* [WORK TO BE COMPLETED]: Please count the lines in the records below that contain the string "grass" and reply with that number alone.

------ DATA IN THIS EXERCISE

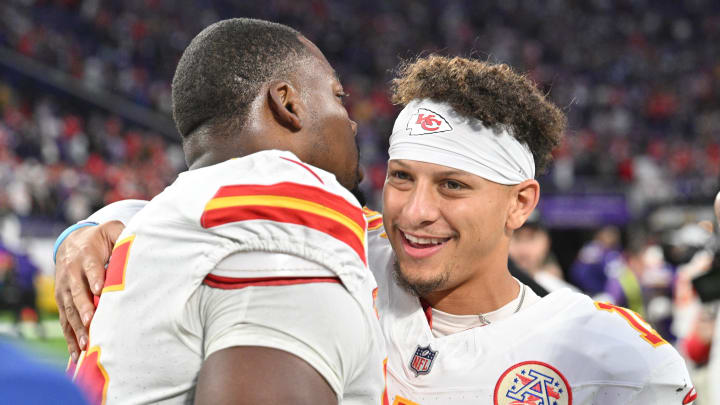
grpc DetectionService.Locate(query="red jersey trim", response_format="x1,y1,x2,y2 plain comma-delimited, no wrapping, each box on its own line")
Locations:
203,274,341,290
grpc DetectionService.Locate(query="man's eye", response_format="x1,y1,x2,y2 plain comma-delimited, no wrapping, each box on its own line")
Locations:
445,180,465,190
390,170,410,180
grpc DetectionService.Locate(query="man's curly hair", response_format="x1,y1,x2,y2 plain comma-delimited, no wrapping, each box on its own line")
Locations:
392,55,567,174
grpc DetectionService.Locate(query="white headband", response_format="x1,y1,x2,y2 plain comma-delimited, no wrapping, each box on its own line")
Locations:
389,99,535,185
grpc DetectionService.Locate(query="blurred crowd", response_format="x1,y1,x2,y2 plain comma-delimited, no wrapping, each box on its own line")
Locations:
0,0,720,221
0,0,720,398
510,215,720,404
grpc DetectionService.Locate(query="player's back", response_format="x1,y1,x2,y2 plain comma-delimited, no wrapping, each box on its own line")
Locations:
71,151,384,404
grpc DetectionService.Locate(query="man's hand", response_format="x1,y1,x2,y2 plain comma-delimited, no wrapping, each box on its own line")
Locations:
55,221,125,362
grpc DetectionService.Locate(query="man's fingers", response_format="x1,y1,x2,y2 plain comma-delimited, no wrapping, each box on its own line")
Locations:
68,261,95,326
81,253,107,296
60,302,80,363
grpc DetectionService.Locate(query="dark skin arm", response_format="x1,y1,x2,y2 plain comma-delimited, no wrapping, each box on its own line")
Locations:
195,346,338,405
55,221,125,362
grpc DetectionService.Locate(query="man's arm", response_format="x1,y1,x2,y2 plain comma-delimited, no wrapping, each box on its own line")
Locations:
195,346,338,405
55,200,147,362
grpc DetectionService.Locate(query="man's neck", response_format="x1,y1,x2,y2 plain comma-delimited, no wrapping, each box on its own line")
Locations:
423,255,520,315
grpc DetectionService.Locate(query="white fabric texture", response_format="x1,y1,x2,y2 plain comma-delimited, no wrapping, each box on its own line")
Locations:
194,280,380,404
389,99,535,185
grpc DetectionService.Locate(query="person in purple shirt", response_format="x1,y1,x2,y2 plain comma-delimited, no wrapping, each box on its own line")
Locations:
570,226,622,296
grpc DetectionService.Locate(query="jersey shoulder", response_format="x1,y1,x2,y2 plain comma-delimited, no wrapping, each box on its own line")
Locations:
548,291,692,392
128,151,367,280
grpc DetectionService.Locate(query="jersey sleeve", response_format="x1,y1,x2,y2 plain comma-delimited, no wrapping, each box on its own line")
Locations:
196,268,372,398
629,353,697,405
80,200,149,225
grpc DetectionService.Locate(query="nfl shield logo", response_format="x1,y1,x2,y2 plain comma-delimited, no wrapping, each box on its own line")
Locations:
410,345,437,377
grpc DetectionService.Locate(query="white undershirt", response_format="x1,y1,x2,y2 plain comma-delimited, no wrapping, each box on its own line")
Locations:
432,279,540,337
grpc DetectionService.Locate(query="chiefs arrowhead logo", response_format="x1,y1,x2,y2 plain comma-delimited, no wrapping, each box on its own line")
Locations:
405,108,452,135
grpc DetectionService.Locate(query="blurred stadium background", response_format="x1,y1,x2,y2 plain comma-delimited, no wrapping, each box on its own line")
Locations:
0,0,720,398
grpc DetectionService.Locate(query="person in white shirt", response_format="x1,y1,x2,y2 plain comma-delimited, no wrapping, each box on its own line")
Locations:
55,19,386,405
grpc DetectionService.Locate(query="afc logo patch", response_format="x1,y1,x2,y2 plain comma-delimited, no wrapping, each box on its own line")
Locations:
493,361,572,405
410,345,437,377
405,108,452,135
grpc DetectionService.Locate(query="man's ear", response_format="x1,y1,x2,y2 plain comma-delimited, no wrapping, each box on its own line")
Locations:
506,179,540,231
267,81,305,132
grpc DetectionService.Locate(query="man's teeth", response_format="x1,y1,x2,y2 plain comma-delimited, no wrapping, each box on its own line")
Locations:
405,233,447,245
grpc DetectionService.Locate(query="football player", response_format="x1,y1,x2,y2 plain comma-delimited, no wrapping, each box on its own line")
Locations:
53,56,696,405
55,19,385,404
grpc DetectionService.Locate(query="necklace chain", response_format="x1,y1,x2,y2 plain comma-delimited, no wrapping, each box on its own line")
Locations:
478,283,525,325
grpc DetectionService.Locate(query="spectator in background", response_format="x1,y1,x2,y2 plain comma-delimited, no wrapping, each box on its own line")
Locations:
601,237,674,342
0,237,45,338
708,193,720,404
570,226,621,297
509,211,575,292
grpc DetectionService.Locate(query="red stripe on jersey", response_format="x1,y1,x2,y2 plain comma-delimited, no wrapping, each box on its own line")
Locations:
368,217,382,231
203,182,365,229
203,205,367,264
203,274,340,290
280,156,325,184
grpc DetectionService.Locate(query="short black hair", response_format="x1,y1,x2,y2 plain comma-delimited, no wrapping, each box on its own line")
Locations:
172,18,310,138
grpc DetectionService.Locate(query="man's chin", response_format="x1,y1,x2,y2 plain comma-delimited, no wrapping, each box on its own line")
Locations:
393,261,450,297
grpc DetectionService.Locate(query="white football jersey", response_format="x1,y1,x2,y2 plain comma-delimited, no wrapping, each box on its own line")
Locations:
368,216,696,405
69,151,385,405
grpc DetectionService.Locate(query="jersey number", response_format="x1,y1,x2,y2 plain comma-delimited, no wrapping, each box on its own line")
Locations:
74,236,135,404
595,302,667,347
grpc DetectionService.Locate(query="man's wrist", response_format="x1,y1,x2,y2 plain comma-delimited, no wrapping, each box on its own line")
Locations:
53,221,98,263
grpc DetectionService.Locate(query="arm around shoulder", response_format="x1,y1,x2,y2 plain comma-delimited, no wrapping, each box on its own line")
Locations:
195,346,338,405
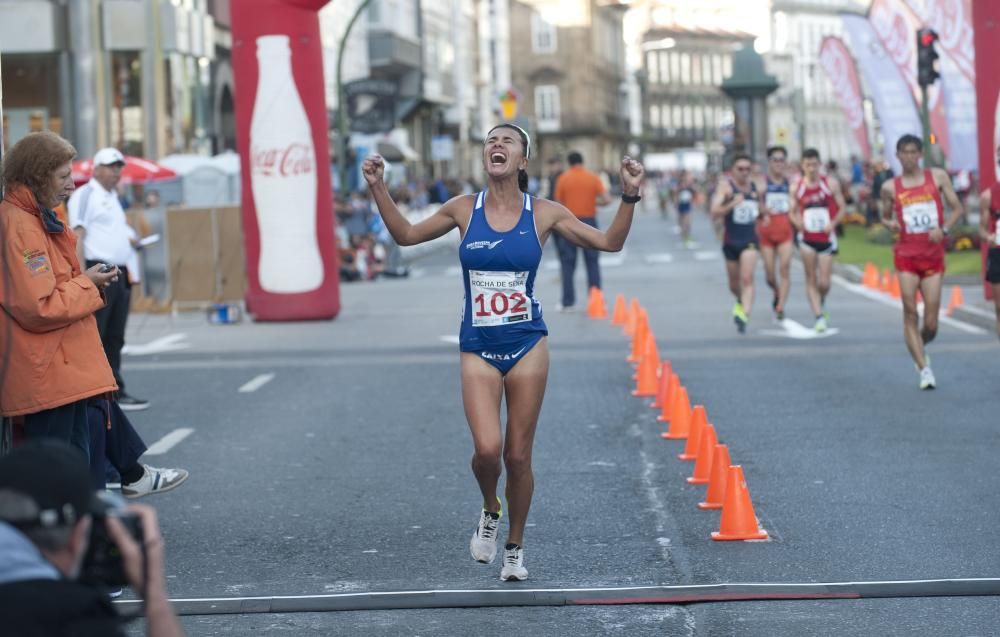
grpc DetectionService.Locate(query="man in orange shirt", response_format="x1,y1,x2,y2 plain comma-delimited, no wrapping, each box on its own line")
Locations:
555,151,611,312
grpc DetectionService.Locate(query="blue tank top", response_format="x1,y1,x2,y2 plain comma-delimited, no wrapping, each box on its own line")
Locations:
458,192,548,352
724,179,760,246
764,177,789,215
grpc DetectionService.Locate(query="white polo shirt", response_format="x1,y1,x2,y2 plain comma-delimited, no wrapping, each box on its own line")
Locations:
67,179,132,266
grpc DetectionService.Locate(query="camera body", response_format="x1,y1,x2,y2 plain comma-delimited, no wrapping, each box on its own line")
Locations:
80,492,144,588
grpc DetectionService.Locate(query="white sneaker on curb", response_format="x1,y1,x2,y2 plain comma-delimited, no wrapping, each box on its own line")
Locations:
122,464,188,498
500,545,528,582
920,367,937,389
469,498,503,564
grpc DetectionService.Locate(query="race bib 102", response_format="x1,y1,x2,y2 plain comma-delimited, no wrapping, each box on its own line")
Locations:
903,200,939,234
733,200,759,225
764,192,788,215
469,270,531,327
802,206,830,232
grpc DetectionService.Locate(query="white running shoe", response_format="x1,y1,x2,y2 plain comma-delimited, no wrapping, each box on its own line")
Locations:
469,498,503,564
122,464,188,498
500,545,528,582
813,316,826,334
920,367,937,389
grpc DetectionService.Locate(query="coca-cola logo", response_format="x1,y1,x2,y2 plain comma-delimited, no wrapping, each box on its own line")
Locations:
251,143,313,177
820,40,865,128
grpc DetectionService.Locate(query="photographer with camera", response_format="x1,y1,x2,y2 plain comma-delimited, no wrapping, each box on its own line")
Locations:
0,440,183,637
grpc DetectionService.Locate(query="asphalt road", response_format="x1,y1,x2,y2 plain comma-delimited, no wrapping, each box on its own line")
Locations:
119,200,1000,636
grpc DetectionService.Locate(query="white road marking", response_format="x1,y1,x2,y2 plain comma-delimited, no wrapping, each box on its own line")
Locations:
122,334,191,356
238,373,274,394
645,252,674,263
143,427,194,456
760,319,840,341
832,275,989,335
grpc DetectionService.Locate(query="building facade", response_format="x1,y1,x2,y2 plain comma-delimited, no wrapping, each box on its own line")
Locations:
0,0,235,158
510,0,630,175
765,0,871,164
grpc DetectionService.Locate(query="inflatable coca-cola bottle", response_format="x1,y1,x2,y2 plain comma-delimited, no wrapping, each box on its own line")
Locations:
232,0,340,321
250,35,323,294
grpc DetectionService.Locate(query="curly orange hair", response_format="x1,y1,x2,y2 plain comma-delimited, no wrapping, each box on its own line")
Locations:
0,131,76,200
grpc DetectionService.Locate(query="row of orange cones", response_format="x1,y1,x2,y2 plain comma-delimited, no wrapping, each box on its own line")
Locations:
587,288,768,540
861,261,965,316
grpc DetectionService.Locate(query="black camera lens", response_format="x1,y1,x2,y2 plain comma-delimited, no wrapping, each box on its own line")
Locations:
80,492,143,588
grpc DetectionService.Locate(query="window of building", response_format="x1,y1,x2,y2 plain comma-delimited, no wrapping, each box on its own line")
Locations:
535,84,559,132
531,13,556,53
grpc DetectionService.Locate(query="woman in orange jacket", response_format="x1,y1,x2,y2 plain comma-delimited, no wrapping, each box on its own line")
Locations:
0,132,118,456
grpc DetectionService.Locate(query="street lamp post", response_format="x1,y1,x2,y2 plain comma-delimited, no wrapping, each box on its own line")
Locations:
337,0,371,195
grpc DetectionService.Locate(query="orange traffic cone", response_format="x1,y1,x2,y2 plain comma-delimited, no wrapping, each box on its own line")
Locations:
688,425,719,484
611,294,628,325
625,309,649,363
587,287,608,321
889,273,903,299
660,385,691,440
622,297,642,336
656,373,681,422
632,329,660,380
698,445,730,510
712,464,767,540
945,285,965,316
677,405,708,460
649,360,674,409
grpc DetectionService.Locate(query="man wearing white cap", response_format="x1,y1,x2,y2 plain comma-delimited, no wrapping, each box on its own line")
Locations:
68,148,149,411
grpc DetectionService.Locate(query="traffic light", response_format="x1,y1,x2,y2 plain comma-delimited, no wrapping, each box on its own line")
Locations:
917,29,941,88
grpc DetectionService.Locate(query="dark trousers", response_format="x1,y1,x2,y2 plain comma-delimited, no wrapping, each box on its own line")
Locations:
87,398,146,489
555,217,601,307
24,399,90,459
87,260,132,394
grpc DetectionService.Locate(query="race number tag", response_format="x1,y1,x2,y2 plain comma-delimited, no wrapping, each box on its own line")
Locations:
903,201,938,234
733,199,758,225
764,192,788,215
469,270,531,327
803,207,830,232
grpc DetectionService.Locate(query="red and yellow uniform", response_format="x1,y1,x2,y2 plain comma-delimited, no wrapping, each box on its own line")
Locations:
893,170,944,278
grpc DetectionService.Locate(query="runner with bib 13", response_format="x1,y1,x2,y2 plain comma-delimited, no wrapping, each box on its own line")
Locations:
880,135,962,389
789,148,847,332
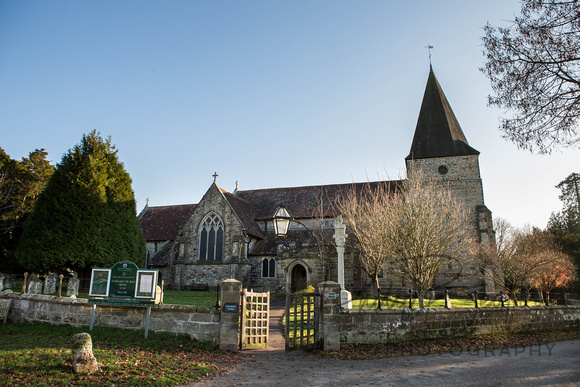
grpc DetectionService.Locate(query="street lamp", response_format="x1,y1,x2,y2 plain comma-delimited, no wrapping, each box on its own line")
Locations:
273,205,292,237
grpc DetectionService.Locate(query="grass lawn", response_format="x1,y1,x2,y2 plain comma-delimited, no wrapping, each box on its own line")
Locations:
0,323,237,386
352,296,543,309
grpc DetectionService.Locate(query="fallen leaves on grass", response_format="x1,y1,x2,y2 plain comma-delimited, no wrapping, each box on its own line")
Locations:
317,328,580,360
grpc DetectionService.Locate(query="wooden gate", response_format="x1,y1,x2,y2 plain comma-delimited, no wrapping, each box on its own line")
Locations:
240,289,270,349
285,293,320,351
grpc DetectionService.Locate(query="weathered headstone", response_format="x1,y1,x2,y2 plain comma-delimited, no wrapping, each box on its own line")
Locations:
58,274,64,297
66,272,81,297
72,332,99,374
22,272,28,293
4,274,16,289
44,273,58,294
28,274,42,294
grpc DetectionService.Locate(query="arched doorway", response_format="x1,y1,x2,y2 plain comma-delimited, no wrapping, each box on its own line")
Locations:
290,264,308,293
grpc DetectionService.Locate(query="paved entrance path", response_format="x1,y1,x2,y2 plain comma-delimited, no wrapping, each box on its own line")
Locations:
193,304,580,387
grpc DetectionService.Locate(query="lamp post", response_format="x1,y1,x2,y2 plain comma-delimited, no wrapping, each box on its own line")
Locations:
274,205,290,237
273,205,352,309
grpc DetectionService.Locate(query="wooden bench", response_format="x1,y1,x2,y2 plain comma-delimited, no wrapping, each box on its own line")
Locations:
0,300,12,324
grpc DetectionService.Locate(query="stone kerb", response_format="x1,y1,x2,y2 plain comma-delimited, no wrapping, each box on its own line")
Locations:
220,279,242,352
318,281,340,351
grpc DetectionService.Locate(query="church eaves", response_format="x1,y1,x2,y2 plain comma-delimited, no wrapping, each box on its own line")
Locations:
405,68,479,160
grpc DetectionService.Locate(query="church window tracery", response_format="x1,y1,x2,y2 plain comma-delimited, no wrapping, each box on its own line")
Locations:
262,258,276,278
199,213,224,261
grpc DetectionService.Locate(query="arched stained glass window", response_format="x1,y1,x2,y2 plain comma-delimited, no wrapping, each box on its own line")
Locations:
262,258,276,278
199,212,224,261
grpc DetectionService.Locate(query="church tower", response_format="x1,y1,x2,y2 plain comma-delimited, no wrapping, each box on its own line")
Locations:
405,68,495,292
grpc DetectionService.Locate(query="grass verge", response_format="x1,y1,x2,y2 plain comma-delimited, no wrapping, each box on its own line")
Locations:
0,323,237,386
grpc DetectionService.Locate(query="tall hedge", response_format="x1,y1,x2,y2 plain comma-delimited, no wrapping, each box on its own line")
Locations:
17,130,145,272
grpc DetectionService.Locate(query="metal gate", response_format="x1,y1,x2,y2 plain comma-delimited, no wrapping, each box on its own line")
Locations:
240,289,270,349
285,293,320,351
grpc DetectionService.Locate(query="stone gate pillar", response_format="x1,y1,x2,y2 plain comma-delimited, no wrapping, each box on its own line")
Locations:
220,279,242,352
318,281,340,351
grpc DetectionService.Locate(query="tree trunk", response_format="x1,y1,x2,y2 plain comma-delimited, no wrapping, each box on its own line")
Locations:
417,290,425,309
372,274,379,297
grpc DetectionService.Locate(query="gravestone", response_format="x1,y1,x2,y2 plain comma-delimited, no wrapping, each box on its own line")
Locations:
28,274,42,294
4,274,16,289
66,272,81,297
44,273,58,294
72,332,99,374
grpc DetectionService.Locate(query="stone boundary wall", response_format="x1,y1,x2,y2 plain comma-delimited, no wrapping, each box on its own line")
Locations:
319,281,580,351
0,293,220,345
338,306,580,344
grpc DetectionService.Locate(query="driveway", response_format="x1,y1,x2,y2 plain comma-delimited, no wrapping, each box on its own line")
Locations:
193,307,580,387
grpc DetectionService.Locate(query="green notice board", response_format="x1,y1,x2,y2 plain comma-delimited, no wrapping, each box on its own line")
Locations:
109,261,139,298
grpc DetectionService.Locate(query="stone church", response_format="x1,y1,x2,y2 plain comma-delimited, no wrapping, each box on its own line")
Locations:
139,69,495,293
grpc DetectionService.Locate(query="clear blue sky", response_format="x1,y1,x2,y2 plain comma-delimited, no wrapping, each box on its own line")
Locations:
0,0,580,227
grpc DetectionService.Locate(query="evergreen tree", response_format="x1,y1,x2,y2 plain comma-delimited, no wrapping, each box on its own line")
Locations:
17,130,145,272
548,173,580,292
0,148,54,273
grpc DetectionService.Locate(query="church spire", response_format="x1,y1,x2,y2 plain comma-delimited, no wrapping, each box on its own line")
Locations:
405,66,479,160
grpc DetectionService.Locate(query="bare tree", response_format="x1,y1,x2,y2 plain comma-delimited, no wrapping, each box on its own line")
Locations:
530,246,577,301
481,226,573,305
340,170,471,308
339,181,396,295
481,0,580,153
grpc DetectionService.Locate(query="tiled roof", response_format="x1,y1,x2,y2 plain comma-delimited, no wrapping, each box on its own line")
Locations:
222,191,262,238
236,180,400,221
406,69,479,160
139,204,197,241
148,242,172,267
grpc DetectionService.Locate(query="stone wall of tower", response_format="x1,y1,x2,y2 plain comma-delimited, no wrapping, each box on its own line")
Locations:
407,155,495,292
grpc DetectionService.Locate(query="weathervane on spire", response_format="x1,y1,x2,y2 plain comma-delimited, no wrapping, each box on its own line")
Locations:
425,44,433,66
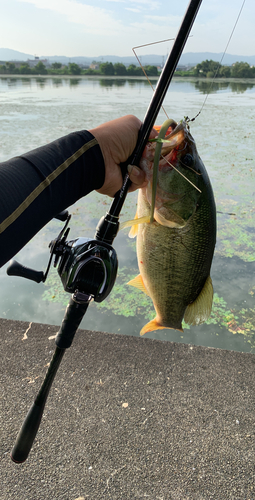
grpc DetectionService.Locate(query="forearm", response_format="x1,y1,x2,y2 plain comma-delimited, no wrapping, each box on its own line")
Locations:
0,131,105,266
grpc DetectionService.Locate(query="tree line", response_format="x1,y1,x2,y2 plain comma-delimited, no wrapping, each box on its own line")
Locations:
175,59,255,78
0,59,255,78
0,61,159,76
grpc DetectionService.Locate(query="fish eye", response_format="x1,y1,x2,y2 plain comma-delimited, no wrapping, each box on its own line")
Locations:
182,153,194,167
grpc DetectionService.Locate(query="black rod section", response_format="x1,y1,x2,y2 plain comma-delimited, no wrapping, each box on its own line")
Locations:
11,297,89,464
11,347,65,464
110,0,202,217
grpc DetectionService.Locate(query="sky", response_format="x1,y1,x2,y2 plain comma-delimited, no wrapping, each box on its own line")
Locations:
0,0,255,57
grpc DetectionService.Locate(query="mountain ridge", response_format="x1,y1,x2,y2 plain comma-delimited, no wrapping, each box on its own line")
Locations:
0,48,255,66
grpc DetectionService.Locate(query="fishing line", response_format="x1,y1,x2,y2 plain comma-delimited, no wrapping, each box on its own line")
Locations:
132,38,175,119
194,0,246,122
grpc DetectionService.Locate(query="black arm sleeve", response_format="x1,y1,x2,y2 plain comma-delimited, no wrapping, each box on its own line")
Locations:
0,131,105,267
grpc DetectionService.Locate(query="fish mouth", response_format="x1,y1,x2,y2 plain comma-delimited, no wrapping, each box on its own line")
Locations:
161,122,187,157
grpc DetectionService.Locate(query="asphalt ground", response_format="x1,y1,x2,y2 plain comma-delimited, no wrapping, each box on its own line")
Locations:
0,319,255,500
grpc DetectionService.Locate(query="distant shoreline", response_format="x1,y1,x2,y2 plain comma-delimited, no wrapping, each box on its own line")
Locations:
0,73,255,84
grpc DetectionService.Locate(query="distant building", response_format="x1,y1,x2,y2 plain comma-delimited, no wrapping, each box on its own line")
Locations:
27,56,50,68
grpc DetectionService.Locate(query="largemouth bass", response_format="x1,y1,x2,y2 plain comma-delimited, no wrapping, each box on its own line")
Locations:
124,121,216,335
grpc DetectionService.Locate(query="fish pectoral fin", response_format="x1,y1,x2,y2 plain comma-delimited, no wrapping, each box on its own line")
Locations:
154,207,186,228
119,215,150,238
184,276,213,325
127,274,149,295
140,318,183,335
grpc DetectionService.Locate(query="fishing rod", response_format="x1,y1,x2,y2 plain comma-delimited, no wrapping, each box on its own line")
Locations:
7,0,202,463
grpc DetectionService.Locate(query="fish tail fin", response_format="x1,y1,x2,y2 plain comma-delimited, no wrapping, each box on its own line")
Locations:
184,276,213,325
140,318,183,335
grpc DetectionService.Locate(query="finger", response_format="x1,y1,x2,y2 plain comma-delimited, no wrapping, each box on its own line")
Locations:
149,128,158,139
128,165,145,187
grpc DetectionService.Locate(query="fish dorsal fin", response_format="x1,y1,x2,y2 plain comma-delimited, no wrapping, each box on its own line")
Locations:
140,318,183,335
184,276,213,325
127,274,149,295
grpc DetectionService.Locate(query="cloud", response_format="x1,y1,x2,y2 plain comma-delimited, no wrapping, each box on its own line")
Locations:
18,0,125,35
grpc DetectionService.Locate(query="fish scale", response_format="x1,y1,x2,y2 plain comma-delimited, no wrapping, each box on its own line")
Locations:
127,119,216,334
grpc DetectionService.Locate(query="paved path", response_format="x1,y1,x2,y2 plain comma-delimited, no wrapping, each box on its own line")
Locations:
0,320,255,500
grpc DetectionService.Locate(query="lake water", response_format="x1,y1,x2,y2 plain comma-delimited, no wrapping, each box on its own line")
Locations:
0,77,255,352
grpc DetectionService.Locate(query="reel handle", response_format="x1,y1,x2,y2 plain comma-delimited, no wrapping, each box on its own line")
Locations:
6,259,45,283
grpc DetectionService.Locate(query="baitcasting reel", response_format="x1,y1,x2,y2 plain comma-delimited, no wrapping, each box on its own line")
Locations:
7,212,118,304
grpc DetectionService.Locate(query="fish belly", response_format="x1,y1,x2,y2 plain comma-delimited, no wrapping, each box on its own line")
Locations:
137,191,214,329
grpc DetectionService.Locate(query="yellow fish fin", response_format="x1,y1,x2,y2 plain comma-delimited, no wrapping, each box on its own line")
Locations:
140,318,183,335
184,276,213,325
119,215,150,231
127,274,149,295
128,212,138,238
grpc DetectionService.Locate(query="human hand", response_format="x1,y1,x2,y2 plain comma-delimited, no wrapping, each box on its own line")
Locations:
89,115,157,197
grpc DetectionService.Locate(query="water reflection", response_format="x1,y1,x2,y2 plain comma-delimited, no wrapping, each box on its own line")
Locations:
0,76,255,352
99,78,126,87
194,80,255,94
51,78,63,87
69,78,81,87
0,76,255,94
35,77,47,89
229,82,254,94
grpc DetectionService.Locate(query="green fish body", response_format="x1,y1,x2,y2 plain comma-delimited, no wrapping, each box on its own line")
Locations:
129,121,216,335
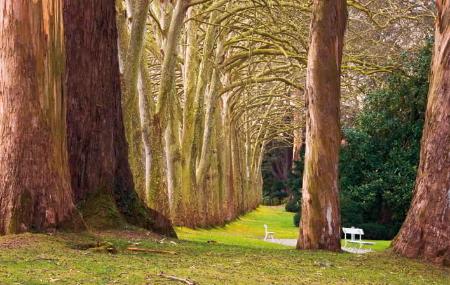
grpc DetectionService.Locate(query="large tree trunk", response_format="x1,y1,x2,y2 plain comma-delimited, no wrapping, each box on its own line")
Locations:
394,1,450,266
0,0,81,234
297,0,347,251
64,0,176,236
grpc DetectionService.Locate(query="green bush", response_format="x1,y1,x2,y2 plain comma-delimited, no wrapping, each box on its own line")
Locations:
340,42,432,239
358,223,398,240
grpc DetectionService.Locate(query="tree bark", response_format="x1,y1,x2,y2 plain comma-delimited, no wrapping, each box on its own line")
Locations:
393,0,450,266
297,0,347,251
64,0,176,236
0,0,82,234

------------

* [FINAL RESULT]: 3